#### WHAT YOU WILL DO:
The entries that follow should be written out exactly.

§ §

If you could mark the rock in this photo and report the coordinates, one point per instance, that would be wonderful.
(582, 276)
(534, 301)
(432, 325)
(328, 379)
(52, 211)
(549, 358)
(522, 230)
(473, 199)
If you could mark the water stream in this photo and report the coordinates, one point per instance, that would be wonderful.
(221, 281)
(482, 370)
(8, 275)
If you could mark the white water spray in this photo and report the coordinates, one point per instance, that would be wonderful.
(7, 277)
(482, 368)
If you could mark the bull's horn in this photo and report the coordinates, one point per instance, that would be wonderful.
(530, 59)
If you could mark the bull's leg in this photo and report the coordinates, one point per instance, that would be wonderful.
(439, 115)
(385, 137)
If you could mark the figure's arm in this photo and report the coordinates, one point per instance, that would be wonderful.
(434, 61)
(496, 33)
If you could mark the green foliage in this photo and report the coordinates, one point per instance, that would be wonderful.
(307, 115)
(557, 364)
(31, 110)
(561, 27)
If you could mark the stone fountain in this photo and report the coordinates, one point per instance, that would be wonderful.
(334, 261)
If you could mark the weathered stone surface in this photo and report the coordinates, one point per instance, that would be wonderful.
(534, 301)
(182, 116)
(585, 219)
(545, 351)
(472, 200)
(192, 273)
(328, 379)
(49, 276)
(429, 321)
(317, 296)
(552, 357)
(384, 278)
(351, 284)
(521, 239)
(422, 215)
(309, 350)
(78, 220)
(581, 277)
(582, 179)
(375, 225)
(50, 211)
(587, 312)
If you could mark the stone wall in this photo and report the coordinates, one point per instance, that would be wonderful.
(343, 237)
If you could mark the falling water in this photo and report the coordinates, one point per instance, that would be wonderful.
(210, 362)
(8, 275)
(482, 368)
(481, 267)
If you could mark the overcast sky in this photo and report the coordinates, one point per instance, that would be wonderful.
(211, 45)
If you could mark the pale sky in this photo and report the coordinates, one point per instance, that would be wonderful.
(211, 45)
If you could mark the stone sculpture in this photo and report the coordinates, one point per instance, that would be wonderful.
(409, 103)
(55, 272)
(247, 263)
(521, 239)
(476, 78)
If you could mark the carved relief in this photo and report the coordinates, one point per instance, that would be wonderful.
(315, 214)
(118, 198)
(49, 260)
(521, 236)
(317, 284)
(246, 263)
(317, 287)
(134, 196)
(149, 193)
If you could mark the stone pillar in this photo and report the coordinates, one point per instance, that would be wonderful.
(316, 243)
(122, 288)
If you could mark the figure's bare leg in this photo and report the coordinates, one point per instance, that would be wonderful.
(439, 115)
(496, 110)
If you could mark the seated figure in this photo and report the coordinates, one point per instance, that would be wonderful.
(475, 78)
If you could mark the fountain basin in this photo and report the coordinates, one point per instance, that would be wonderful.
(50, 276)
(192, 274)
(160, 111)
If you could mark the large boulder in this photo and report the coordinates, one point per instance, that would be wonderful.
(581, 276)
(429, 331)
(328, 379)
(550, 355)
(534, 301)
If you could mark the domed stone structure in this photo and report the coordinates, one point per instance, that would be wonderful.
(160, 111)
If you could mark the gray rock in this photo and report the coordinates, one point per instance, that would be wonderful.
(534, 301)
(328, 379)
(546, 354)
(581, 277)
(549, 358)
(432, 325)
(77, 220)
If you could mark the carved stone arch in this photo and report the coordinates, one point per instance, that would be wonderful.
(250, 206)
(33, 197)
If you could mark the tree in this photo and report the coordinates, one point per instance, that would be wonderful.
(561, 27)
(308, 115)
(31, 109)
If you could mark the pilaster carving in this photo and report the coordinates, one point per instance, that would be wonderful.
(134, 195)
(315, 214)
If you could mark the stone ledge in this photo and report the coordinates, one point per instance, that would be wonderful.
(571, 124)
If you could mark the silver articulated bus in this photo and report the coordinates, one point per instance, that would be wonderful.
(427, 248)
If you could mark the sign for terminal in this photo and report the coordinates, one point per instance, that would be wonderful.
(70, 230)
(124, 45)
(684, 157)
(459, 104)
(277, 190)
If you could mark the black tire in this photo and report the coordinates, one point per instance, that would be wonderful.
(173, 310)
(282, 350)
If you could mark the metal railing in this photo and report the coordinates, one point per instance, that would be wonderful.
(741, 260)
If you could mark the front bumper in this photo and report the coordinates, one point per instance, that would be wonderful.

§ §

#### SOLVED EXERCISE:
If you could mark the rock in this photo and report the coordinates, one point per instance, that would be wonderful.
(582, 276)
(534, 301)
(432, 325)
(328, 379)
(52, 211)
(549, 358)
(522, 230)
(473, 199)
If you could mark the water stream in this photo and report the coordinates, one point per instance, that would be wonderful.
(221, 281)
(482, 370)
(8, 275)
If you could mark the white water spray in this photo and report the coordinates, one point per instance, that would be wonderful.
(7, 277)
(482, 368)
If you could mark the bull's horn in this photo and report the coordinates, one point per instance, that would be wonderful.
(530, 59)
If you could mark the bull's leg in this photo and report the coordinates, one point per instance, that would be wonderful.
(439, 115)
(385, 137)
If you could mark the figure's arm in this photo and report the coordinates, one point per instance, that would be wonderful.
(434, 61)
(496, 33)
If you could mark the green foliage in this photo and report the coordinates, one point per instance, that would be wonderful.
(307, 115)
(557, 364)
(31, 110)
(561, 27)
If you could mark the stone fountain in this photo and report the coordinates, one point per instance, that would be wonderful.
(334, 261)
If you could mark the weathered stone surface in this photo and report the coordinates, one point per instance, that would be wonderful.
(534, 301)
(182, 116)
(585, 219)
(545, 351)
(472, 200)
(192, 273)
(328, 379)
(49, 276)
(429, 321)
(317, 296)
(552, 357)
(384, 278)
(351, 284)
(521, 239)
(422, 215)
(309, 350)
(78, 220)
(581, 277)
(582, 179)
(375, 225)
(50, 211)
(587, 312)
If you could mark the stone wall in this photo and report the coordinates, one point per instance, that would be wonderful.
(343, 237)
If you could mark the falling water in this photo and report the coordinates, one point per instance, that would be wonderful.
(210, 362)
(8, 275)
(482, 368)
(481, 267)
If you could mark the overcast sky in this photo and report the coordinates, one point per instance, that would be wonderful.
(211, 45)
If you could mark the pale sky in this photo and report the coordinates, one point per instance, that would be wonderful.
(211, 45)
If you could mark the stone sculpture in this photo and report the coordinates, one point per instance, that would be wonderful.
(409, 103)
(55, 272)
(247, 263)
(521, 239)
(476, 78)
If you could mark the carved relief in this photo and report the coordinates, one point per instance, that would be wonderful.
(315, 214)
(118, 198)
(49, 260)
(521, 236)
(317, 284)
(246, 263)
(317, 287)
(134, 196)
(149, 193)
If you could mark the stone pillar in this photo and report the coordinates, one point per instance, that would be wonderful.
(316, 243)
(122, 288)
If you could mark the figure's bare leg in this photo and report the coordinates, one point per instance, that would be wonderful.
(439, 115)
(496, 110)
If you could mark the seated figure in this photo and report the coordinates, one point per instance, that would be wonderful.
(475, 78)
If you could mark the fountain basin in this photo and report the coordinates, one point per instance, that would be wonderful.
(50, 276)
(192, 274)
(160, 111)
If you could mark the large boulder in this photo and report the coordinates, one point per instance, that would be wonderful.
(581, 276)
(429, 331)
(328, 379)
(550, 355)
(534, 301)
If you could mark the domed stone structure in this photo and report the coordinates, one point per instance, that would be wonderful.
(160, 111)
If you could mark the gray rock in this photo and report the coordinates, one point per instance, that would be wonderful.
(534, 301)
(328, 379)
(546, 354)
(581, 277)
(549, 358)
(432, 325)
(77, 220)
If you could mark the carved stone arch in this photo and report the coordinates, one point per instance, that would be wonderful.
(250, 206)
(33, 197)
If you could mark the tree in this photo and report the coordinates, one point per instance, that would be wonderful.
(561, 27)
(308, 115)
(31, 109)
If you could mark the pilaster carving in this photo and report the coordinates, one point per instance, that would be wonderful.
(134, 195)
(315, 214)
If you could mark the stone ledge in this photo and report the coordinates, one point per instance, that would be wonderful.
(571, 124)
If you could mark the silver articulated bus in this photo and report the coordinates, one point per instance, that would be wonderful.
(427, 248)
If you could mark the sign for terminal in this photo and report the coordinates, one point per instance, that would be wonderful.
(70, 230)
(124, 45)
(684, 157)
(459, 104)
(277, 190)
If you could mark the black tire in this photo and report the coordinates, one point per instance, that would be wonderful.
(173, 310)
(282, 350)
If you could mark the metal railing in this photo and report the coordinates, one point per instance, that would be wonderful.
(741, 260)
If you could mark the front bumper in this photo and report the coordinates, one point per instance, that would be wonderful.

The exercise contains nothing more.